Colorism refers to discrimination based on skin color. Colorism disadvantages people with darker skin while privileging those with lighter skin. Research has linked colorism to smaller incomes, lower marriage rates, longer prison terms, and fewer job prospects for darker-skinned people. Colorism has existed for centuries, in and out of Black America. It's a persistent form of discrimination that should be fought with the same urgency as racism.

Origins

In the United States, colorism evolved when the enslavement of people was common practice. Enslavers typically gave preferential treatment to enslaved people with fairer complexions. While dark-skinned enslaved people toiled outdoors in the fields, their light-skinned counterparts usually worked indoors at far less grueling domestic tasks.

Enslavers were partial to light-skinned enslaved people because they often were family members. Enslavers frequently forced enslaved women into sex, and the light-skinned children of enslaved people were the telltale signs of these sexual assaults. While enslavers didn't officially recognize their mixed-race children, they gave them privileges that dark-skinned enslaved people didn't enjoy. Accordingly, light skin came to be viewed as an asset in the community of enslaved people.

Outside the United States, colorism may be more related to class than to white supremacy. Although European colonialism has undoubtedly left its mark worldwide, colorism is said to predate contact with Europeans in Asian countries. There, the idea that white skin is superior to dark skin may derive from ruling classes typically having lighter complexions than peasant classes.

While peasants became tanned as they labored outdoors, the privileged had lighter complexions because they didn’t. Thus, dark skin became associated with lower classes and light skin with the elite. Today, the premium on light skin in Asia is likely tangled up with this history, along with cultural influences of the Western world.

Enduring Legacy

Colorism didn’t disappear after the institution of slavery ended in the U.S. In Black America, those with light skin received employment opportunities off-limits to darker-skinned Black Americans. This is why upper-class families in Black society were largely light-skinned. Soon, light skin and privilege were linked in the Black community.

Upper-crust Black Americans routinely administered the brown paper bag test to determine if fellow Black people were light enough to include in social circles. “The paper bag would be held against your skin. And if you were darker than the paper bag, you weren’t admitted,” explained Marita Golden, author of "Don’t Play in the Sun: One Woman’s Journey Through the Color Complex."

■ **What you need to do**
**a)** Answer these questions from the colorism text:
(i) Where did dark-skinned enslaved people toil?
(ii) In Asian countries, colorism is said to predate what?
(iii) Who described the brown paper bag test?
**b)** List every outcome for darker-skinned people that research has linked to colorism, according to the colorism text.

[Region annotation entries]
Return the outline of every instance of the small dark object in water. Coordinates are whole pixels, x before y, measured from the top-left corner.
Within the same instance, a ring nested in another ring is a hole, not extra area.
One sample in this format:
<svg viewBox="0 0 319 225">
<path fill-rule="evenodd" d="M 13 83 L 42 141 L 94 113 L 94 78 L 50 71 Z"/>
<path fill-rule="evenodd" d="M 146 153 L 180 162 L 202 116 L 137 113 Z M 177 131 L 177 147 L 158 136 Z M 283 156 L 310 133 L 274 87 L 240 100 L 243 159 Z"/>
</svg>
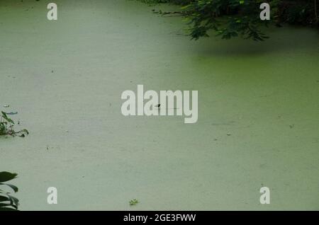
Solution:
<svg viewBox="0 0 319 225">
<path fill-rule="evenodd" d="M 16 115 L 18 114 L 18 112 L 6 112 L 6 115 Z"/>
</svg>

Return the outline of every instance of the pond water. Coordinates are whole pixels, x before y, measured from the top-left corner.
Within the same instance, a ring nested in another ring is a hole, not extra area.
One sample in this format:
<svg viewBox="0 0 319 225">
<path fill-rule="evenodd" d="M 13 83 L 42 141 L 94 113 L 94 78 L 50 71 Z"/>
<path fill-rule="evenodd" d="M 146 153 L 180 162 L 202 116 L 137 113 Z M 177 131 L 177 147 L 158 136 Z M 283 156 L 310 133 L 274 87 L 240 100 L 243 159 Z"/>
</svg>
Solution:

■ **Final results**
**a)**
(i) Outdoors in the fields.
(ii) Contact with Europeans.
(iii) Marita Golden.

**b)**
- Smaller incomes
- Lower marriage rates
- Longer prison terms
- Fewer job prospects